▶ _Selected passage_
==========

PRS rats show a selective reduction in glutamate release in the ventral hippocampus.”

The researchers cited several other studies they have performed with the PRS phenotype. In the current study:

“Carbetocin treatment had no effect on these behavioral and neuroendocrine parameters in prenatally unstressed (control) rats, with the exception of a reduced expression of the oxytocin receptor gene in the amygdala.

Carbetocin displayed a robust therapeutic activity in PRS rats, but had no effect in unstressed rats, therefore discriminating between physiological and pathological conditions.”

The PRS phenotype showed the ease with which a child can be epigenetically changed – even before they’re born – to be less capable over their entire life. Just stress the pregnant mother-to-be.

https://www.sciencedirect.com/science/article/abs/pii/S0306453015002395 “Activation of presynaptic oxytocin receptors enhances glutamate release in the ventral hippocampus of prenatally restraint stressed rats” (not freely available) Thanks to coauthor Dr. Eleonora Gatta for providing the full study.

Testing the null hypothesis of oxytocin’s effects in humans

“There are so many reports of relationships between oxytocin and social behaviors. It is impossible that not a single one of these effects is real.

==========

▶ _Given records_
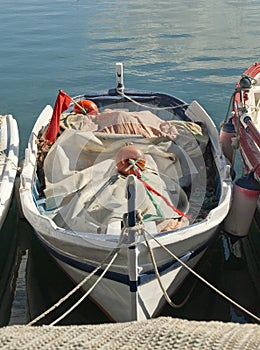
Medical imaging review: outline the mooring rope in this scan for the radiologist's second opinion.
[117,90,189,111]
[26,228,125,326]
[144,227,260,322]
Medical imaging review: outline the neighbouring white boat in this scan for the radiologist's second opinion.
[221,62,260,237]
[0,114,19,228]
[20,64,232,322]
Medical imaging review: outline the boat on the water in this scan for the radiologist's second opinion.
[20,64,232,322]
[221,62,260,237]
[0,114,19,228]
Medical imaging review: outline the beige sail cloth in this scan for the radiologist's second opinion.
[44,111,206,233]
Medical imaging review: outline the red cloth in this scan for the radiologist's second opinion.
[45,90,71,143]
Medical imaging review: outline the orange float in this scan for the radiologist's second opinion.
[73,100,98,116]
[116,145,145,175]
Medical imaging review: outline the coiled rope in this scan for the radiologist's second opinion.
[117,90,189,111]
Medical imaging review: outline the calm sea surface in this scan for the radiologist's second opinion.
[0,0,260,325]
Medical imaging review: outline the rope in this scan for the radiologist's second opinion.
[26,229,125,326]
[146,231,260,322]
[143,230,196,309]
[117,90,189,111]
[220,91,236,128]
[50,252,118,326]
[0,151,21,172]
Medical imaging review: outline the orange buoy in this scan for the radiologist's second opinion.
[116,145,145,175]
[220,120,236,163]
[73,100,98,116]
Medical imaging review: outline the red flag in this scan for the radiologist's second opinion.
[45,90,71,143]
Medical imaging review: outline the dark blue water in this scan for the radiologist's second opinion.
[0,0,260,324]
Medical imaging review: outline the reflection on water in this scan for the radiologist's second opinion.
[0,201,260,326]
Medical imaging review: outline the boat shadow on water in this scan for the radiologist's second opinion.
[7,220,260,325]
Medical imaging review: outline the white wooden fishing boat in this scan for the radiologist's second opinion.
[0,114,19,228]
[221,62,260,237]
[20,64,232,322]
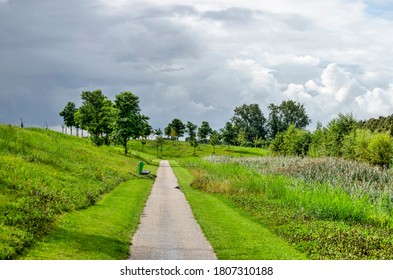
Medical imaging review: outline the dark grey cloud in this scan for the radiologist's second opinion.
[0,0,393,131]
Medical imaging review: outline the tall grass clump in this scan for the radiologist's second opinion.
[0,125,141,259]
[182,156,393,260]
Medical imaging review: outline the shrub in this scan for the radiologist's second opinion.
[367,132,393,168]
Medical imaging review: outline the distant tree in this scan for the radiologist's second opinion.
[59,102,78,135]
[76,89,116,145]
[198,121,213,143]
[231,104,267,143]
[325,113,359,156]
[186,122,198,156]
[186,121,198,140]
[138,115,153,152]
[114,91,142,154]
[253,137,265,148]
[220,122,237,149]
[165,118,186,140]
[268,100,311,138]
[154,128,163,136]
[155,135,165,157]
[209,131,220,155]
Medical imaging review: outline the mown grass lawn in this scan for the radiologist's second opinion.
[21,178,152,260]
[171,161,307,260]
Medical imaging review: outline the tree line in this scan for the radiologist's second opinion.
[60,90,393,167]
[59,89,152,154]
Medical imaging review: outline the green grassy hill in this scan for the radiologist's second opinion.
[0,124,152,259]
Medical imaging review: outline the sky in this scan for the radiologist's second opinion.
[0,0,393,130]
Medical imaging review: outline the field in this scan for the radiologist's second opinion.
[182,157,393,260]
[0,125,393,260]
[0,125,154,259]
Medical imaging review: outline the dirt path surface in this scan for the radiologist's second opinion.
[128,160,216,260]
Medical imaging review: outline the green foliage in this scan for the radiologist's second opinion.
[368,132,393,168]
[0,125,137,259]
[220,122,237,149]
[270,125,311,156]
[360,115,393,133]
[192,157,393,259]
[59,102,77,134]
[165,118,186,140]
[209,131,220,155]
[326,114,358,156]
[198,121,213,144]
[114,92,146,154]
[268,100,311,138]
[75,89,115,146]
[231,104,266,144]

==========

Copy the oxytocin passage word for word from "The PRS phenotype showed" to "the full study.".

The PRS phenotype showed the ease with which a child can be epigenetically changed – even before they’re born – to be less capable over their entire life. Just stress the pregnant mother-to-be.

https://www.sciencedirect.com/science/article/abs/pii/S0306453015002395 “Activation of presynaptic oxytocin receptors enhances glutamate release in the ventral hippocampus of prenatally restraint stressed rats” (not freely available) Thanks to coauthor Dr. Eleonora Gatta for providing the full study.